● **Task**: Here is a block of records. Copy every line in it that includes "blue".

● **Provided records**:
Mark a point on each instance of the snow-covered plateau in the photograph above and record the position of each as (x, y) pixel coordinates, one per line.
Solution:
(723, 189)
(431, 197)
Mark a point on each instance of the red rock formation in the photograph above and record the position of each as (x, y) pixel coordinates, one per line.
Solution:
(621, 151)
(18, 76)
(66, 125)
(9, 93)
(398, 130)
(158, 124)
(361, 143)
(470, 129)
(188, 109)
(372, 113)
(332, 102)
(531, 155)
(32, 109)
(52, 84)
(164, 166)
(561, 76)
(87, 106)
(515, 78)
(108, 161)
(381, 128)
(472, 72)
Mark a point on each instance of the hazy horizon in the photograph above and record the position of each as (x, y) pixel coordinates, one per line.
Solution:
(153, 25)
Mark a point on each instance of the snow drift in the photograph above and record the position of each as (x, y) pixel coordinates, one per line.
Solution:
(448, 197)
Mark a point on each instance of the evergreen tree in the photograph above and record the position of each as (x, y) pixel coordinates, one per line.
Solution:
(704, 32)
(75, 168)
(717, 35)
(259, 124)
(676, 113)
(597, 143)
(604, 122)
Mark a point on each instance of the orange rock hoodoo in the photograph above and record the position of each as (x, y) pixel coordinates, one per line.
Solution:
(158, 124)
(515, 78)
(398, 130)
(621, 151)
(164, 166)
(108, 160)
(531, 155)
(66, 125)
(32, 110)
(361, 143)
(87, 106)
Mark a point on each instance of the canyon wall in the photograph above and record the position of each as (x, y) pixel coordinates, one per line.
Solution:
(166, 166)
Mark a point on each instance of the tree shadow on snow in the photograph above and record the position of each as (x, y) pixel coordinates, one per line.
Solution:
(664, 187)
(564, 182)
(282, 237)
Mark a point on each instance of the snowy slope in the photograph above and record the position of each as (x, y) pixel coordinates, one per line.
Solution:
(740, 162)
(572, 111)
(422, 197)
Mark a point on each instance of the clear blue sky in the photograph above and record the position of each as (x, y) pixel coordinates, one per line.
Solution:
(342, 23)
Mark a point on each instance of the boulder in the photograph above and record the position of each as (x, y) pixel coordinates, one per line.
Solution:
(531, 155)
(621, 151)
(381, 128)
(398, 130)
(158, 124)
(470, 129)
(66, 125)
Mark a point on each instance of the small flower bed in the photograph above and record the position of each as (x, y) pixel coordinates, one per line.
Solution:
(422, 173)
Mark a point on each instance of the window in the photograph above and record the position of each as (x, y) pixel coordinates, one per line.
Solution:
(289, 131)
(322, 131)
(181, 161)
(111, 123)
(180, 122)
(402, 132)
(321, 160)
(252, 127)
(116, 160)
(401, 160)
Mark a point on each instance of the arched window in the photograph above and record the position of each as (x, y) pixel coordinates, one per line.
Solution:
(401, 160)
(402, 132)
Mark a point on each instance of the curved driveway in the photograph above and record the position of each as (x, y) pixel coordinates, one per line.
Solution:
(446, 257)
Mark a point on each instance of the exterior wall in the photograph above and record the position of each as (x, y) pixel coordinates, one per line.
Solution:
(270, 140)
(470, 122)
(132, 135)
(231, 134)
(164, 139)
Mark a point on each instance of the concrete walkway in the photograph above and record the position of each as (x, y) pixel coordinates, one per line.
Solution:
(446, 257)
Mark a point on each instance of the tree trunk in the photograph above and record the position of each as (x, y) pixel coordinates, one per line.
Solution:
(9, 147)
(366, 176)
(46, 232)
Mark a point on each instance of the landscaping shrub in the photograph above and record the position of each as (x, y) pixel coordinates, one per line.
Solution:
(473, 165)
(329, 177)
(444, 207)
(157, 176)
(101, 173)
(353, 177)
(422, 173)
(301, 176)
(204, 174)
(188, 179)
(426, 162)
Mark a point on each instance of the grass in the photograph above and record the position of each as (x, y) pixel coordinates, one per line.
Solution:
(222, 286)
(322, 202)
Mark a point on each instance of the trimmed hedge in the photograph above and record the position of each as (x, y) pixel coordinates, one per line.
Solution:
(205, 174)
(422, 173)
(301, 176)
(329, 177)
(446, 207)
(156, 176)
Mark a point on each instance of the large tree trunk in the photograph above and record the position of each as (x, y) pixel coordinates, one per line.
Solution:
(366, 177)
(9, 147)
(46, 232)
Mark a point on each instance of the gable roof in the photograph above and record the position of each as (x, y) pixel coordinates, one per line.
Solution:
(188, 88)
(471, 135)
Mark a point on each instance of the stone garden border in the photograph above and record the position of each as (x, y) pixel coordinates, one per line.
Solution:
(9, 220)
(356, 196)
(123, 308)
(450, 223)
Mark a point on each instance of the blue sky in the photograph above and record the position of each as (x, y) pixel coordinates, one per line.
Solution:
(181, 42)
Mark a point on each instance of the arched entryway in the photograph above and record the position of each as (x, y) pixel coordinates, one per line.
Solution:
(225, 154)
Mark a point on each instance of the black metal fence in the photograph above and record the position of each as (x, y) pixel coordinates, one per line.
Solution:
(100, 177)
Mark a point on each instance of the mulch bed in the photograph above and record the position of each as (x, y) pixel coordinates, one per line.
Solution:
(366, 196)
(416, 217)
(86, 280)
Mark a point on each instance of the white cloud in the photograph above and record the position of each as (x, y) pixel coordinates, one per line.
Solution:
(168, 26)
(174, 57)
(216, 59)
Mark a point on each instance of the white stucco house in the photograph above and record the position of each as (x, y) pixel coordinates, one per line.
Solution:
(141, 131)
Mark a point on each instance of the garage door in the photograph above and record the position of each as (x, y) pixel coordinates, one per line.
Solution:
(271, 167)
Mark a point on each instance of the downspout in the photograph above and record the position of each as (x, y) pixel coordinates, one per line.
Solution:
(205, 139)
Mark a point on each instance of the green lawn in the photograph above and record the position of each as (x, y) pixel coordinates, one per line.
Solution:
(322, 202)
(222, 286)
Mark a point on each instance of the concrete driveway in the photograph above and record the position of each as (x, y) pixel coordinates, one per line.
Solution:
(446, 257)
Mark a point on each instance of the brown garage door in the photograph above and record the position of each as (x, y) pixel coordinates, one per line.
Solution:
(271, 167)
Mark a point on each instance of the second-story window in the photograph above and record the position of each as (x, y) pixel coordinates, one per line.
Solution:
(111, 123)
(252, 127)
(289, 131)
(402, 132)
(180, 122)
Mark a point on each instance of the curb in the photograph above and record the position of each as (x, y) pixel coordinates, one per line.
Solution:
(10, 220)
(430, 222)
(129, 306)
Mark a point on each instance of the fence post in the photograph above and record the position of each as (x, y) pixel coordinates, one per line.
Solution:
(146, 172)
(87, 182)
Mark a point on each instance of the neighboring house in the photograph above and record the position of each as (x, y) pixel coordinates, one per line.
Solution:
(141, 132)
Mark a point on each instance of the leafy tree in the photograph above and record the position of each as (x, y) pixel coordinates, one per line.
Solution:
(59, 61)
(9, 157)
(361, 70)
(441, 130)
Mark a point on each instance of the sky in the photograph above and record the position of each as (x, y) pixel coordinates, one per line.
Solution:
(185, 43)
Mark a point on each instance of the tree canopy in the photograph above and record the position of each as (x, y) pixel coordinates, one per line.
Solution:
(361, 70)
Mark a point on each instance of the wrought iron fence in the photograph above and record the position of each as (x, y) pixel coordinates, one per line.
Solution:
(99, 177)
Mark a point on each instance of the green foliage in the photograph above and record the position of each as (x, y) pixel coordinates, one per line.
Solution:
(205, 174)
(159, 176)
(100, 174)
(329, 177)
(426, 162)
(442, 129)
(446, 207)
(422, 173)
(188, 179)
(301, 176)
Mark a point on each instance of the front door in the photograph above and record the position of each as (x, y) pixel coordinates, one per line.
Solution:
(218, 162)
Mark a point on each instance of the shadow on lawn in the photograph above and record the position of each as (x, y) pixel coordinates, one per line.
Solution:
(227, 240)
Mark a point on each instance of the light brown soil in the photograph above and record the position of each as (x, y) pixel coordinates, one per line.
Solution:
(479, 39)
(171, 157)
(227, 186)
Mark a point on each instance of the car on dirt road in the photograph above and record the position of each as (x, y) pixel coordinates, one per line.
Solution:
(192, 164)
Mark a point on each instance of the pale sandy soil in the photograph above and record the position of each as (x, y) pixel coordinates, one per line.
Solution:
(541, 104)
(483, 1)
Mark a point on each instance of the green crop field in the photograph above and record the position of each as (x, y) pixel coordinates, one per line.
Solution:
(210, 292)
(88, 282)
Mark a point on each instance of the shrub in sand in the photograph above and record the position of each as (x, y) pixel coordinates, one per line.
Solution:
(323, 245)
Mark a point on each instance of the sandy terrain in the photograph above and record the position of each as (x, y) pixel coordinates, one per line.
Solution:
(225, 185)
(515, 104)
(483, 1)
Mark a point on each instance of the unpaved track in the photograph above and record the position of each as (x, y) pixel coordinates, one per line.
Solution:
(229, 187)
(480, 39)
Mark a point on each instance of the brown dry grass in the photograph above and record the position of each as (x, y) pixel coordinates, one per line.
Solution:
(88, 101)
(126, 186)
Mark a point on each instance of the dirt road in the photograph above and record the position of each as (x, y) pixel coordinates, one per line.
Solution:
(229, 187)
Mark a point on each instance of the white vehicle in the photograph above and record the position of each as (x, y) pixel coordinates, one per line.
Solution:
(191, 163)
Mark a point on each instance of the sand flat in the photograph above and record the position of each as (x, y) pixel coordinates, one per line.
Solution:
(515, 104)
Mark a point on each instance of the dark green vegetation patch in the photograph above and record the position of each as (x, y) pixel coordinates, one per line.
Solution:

● **Task result**:
Mark a point on each instance of the clear blue sky in the photograph above and record the position of each as (x, y) pixel coordinates, one per line.
Mark a point on each instance of the blue sky in the photograph above and record the position of each as (x, y) pixel coordinates, one per line.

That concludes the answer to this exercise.